Print every line of the material below verbatim, omitting the pictures.

"""

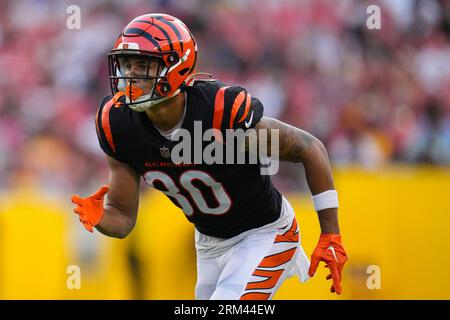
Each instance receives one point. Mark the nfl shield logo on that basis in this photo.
(165, 152)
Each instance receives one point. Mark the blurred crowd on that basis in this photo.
(372, 96)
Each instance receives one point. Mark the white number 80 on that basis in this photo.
(186, 180)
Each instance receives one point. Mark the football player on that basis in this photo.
(246, 235)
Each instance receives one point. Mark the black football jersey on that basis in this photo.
(222, 200)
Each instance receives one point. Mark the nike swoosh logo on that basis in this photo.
(247, 124)
(331, 248)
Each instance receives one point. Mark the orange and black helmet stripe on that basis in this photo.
(247, 108)
(163, 31)
(133, 32)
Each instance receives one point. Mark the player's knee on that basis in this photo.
(204, 291)
(227, 292)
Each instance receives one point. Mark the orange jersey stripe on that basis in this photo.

"""

*Response below:*
Each instance receives one point. Mark the nfl shield logo on that basis in this photo.
(165, 152)
Each instance receives one point. Mark the blurred crowd on that basis in this photo.
(372, 96)
Each instance receives one point. Mark the white number 80 on that basis in this photo.
(186, 180)
Each instance receives one point. Mark the football player on that basis in this photo.
(246, 235)
Each instance receives one point. Mark the black football jersey on that basis in this photo.
(222, 200)
Each instance receives one point. Mark the nike swoosh logo on that basis in this photo.
(247, 124)
(331, 248)
Each instance receives one point. Mark the orange and black helmet stripe on that basis in this photo.
(247, 108)
(163, 31)
(133, 32)
Each instance receives one point. Mark the player's knee on that basis in this photo.
(204, 291)
(227, 292)
Each instance receives one point. Mark the orange jersey stripe on that basis in this photo.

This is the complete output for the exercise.